Problem description | Copy all lines below exactly as written. Leave pictures out.

::::

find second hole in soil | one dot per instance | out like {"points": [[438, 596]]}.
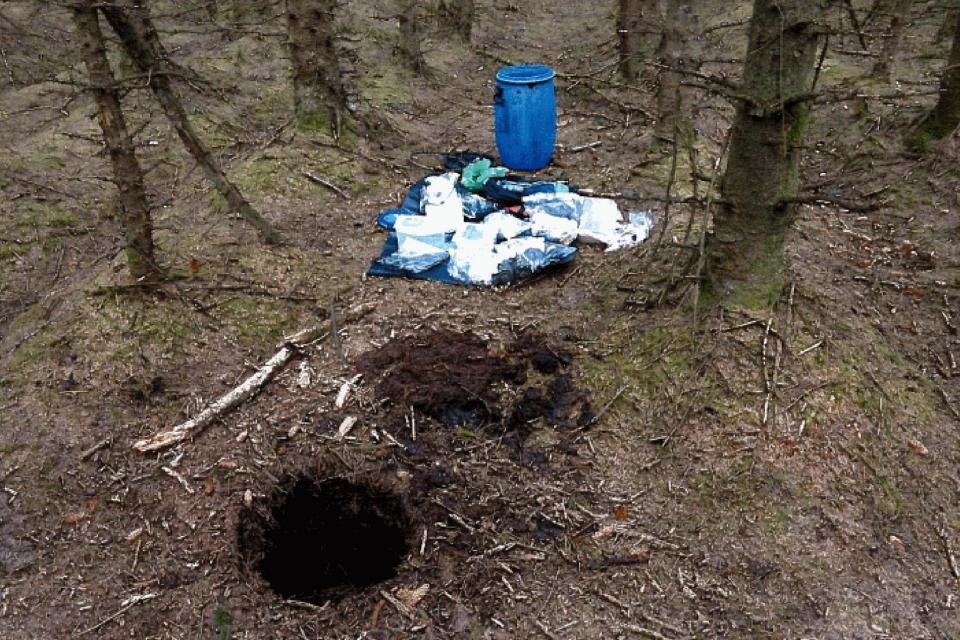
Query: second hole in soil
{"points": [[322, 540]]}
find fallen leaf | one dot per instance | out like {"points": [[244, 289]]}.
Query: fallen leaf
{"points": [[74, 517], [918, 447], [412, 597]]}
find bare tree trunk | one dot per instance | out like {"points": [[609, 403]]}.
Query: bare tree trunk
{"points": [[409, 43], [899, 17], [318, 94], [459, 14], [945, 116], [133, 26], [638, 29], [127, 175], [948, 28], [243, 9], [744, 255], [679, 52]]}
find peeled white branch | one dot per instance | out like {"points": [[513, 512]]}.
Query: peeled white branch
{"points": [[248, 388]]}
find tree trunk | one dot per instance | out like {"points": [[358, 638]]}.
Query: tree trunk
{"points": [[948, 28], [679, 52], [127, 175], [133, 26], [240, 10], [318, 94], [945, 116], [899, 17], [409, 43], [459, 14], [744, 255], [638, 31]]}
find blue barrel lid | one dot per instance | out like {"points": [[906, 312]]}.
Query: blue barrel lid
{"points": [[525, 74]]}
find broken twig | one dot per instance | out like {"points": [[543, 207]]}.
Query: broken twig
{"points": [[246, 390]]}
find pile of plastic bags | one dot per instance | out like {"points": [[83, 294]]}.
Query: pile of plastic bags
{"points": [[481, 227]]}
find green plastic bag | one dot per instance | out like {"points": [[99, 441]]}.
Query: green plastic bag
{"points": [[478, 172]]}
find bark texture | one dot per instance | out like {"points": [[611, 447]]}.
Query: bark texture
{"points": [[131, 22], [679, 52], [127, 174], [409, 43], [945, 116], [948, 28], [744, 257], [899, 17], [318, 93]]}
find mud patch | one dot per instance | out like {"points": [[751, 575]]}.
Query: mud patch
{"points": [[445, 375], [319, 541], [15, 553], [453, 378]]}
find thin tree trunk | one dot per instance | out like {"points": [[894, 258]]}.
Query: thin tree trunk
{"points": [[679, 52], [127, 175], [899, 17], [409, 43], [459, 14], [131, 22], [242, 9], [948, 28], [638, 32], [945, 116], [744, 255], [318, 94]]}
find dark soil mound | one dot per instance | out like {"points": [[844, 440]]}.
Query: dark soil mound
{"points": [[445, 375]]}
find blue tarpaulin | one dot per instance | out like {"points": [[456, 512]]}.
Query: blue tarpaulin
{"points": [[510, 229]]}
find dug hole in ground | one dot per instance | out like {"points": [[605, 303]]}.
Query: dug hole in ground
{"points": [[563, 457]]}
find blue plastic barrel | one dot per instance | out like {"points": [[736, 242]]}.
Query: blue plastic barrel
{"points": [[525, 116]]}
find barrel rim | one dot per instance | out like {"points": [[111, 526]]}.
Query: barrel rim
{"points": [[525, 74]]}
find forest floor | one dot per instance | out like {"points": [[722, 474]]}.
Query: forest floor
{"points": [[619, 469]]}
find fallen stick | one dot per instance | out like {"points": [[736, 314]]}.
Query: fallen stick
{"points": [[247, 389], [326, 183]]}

::::

Solution to this exercise |
find second hole in soil | one dot per instance | out like {"points": [[438, 596]]}.
Query: second hole in soil
{"points": [[322, 540]]}
find fallen leaf | one dot per instance | out like {"points": [[244, 289]]}.
Query: fallen leaf
{"points": [[74, 517], [918, 447], [412, 597]]}
find bare tree trunk | one dot per instance | out like {"points": [[609, 403]]}.
Query: bare tree trunk
{"points": [[409, 43], [899, 17], [318, 94], [459, 14], [945, 116], [133, 26], [638, 29], [127, 175], [948, 28], [243, 9], [744, 255], [679, 52]]}
find peeled white branch | one dot per instance | out like {"points": [[513, 512]]}.
Query: peeled white branch
{"points": [[248, 388]]}
find tree trunk | one dot per instance | out like {"points": [[358, 638]]}.
Query: tree trunk
{"points": [[948, 28], [679, 52], [127, 175], [133, 26], [240, 10], [318, 94], [945, 116], [899, 17], [409, 43], [459, 14], [744, 255], [638, 31]]}
find blue barrel lid | one dot per instance | out like {"points": [[906, 312]]}.
Query: blue barrel lid
{"points": [[525, 74]]}
find broken twig | one dot per instance | out like {"points": [[543, 207]]}.
Query: broken twig
{"points": [[246, 390]]}
find pile of plastic bags | one dot per instance | out like {"points": [[83, 294]]}.
Query: pile of plastic bags
{"points": [[481, 227]]}
find green plastic bag | one dot per instance | out like {"points": [[99, 441]]}.
Query: green plastic bag
{"points": [[478, 172]]}
find bark texture | one dot per instance | out like {"points": [[611, 447]]}.
Query: bark texture
{"points": [[131, 22], [679, 52], [127, 174], [409, 43], [945, 116], [948, 28], [744, 257], [899, 17], [318, 93]]}
find mud patch | one dot per instance | out like {"points": [[751, 575]]}.
Query: mud patch
{"points": [[445, 375], [319, 541], [15, 553], [453, 378]]}
find thin tree trunk | one dot per instance | out like {"points": [[894, 258]]}.
Query: thin tree trunk
{"points": [[679, 52], [127, 175], [899, 17], [409, 43], [459, 14], [131, 22], [242, 9], [948, 28], [638, 32], [945, 116], [744, 255], [318, 94]]}
find dark soil mound | one dot per instance | out like {"points": [[844, 440]]}.
Query: dark soil mound
{"points": [[445, 375]]}
find blue tarpaulin | one dot per instance | out like {"points": [[456, 512]]}.
Query: blue tarpaulin
{"points": [[510, 229]]}
find dug hole in ground | one dot per instance | out like {"points": [[605, 303]]}.
Query: dug hole in ground
{"points": [[563, 457]]}
find blue plastic barrel | one dot per instance | out like {"points": [[736, 242]]}.
Query: blue plastic barrel
{"points": [[525, 116]]}
find barrel rim | one dot per instance | out like {"points": [[111, 526]]}.
Query: barrel rim
{"points": [[525, 74]]}
find forest floor | one dot per instance | out like {"points": [[722, 474]]}.
Query: forest floor
{"points": [[619, 469]]}
find fallen stick | one dot per instance | out like {"points": [[736, 314]]}.
Query: fallen stick
{"points": [[247, 389], [326, 183]]}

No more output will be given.